- [ИСХОДНЫЙ ДОКУМЕНТ]
Но в общественных обсуждениях многое крутится вокруг вопроса о финансировании. И здесь доминирует «консюмерист-ский» критерий: полезно то, что увеличивает общественное благосостояние. В рамках эгалитаристского этоса нетрудно отступить на позицию, с точки зрения которой университет может быть оправдан, только если доказан его вклад в экономику. Автор называет такой подход экономическим филистерством. Он отвергает вклад в экономику как ведущую цель образования. «Если мы в итоге вынуждены будем сказать, что в обучении игре на скрипке ценно то, что оно поможет развить гибкость пальцев, полезную для машинописи, — значит, мы поставим перед лошадью не одну телегу, а целую вереницу».
Университеты — проблема для правительств. В популистских демократиях власти считают, что электорат воспримет лишь утилитарные оправдания. Функция сохранения культуры тоже находит некоторый отклик. Социализация и прививка гражданских ценностей как университетская задача популярны в США и во Франции, но в Британии большинство не видело потребности в такой прививке. На десерт остается пресловутая «социальная мобильность»: больная неравенством совесть общества пытается подменить ростом числа студентов преобразования в распределении богатства. Эта — и другая — аргументация применяется к разной аудитории и в разных обстоятельствах; очевидным образом разные доводы из ее арсенала противоречат друг другу.

- [ДАННЫЕ ЗАПИСИ]
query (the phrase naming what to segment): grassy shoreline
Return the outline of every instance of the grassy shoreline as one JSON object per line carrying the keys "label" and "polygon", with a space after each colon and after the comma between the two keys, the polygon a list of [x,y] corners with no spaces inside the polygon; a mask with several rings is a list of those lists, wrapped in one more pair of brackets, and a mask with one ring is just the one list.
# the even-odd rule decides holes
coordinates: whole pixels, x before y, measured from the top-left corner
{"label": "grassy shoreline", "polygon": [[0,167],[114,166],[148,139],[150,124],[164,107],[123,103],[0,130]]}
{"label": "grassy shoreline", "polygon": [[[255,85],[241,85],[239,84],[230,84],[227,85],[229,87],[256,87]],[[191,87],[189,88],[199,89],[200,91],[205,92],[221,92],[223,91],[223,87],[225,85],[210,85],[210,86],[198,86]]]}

- [ЧТО ТРЕБУЕТСЯ]
Верните без изменений часть текста об университетах: начните со слов «Университеты — проблема» и остановитесь после слов «противоречат друг другу.». Записи здесь никакой роли не играют.

- [ВАШЕ РЕШЕНИЕ]
Университеты — проблема для правительств. В популистских демократиях власти считают, что электорат воспримет лишь утилитарные оправдания. Функция сохранения культуры тоже находит некоторый отклик. Социализация и прививка гражданских ценностей как университетская задача популярны в США и во Франции, но в Британии большинство не видело потребности в такой прививке. На десерт остается пресловутая «социальная мобильность»: больная неравенством совесть общества пытается подменить ростом числа студентов преобразования в распределении богатства. Эта — и другая — аргументация применяется к разной аудитории и в разных обстоятельствах; очевидным образом разные доводы из ее арсенала противоречат друг другу.